Aim 1 >>
In the UEFI text below, switch "UEFI" to "Unified Extensible Firmware Interface" and write out the passage starting with "From a developers" and going on through "to investigate UEFI.".
Aim 2 >>
In the UEFI text below, why did the author end up using uefi-firmware-parser instead of UEFITool?

Text segment >>
* * * * *

From a developers perspective, UEFI manifests itself as a C API designed around tables. This is a large, and much appreciated, departure from the interrupt driven programming interface used by BIOS. Vendors (operating system, hardware, or platform) may also expose functionality in addition to that provided by UEFI through a protocol-interface paradigm. Through this paradigm, vendors are able to use the same set of custom interfaces from all of their applications since the protocols are defined in a global namespace. Another point of note is that UEFI may expose services during boot, at runtime, or both.

My target for this work is a MacBook Pro with TouchBar. I plan to cover that work in a future blog post but for now suffice it to say that I was interested in better understanding what happens before macOS is executed hence the need to investigate UEFI.

Working With UEFI Firmware

The first step to working with UEFI firmware is to get the firmware (obvious, I know). Apple has been nice to us by leaving a copy on the ESP under the path EFI/APPLE/FIRMWARE (e.g. the firmware for an iMac is located at EFI/APPLE/FIRMWARE/IM171_0110_B00.fd). Alternatively, @osxreverser maintains a repository of firmware images on Github. Like other vendors, Apple tends to use two file extensions for UEFI firmware: .fd (Flash Descriptor) which contains a Firmware Volume (FVM), and .scap (Signed Capsule) which contains a Firmware Capsule. The Firmware Volume contains a complete image while the Firmware Capsule contains incremental updates. We are primarily interested in the Firmware Volume at this time.

In order to extract the FVM there are two open source options:

The major difference between the two tools is that UEFITool is a Windows application with a GUI application for exploring the firmware image (see Update 1 below) where as uefi-firmware-parser is written in Python and exposes both a programming interface in addition to a command line. After trying both I ended up using the latter since it allowed me to extract individual files from the FVM easier. The listing below shows an excerpt of the output when you run uefi-firmware-parser.

* * * * *

Information supplied >>
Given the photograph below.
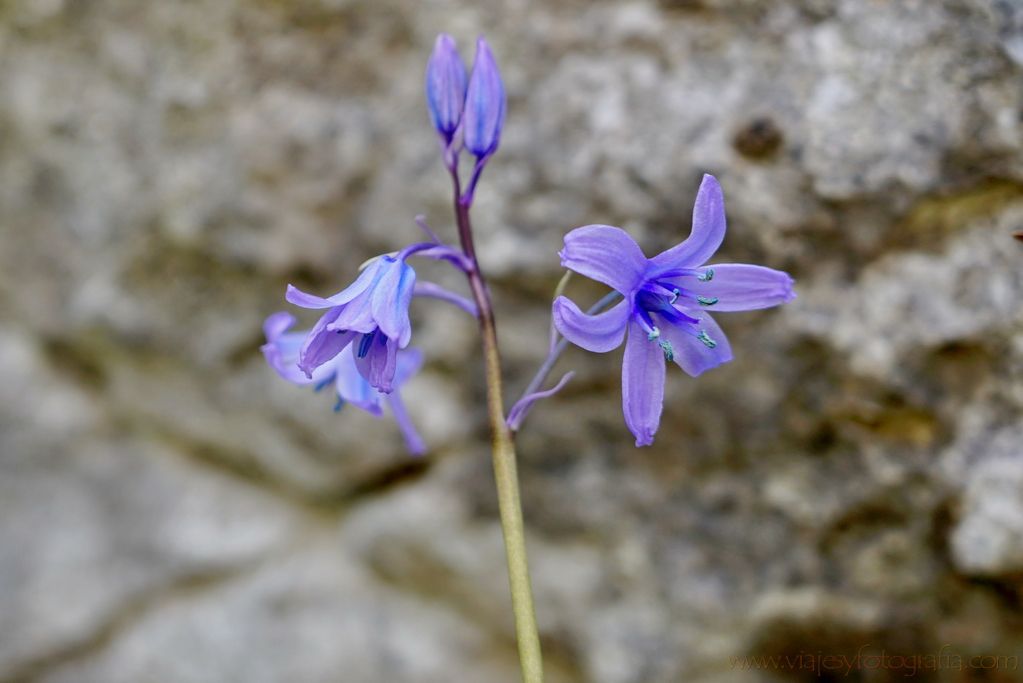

* * * * *

Correct answer 1 >>
From a developers perspective, Unified Extensible Firmware Interface manifests itself as a C API designed around tables. This is a large, and much appreciated, departure from the interrupt driven programming interface used by BIOS. Vendors (operating system, hardware, or platform) may also expose functionality in addition to that provided by Unified Extensible Firmware Interface through a protocol-interface paradigm. Through this paradigm, vendors are able to use the same set of custom interfaces from all of their applications since the protocols are defined in a global namespace. Another point of note is that Unified Extensible Firmware Interface may expose services during boot, at runtime, or both.

My target for this work is a MacBook Pro with TouchBar. I plan to cover that work in a future blog post but for now suffice it to say that I was interested in better understanding what happens before macOS is executed hence the need to investigate Unified Extensible Firmware Interface.

Correct answer 2 >>
It made extracting individual files from the FVM easier.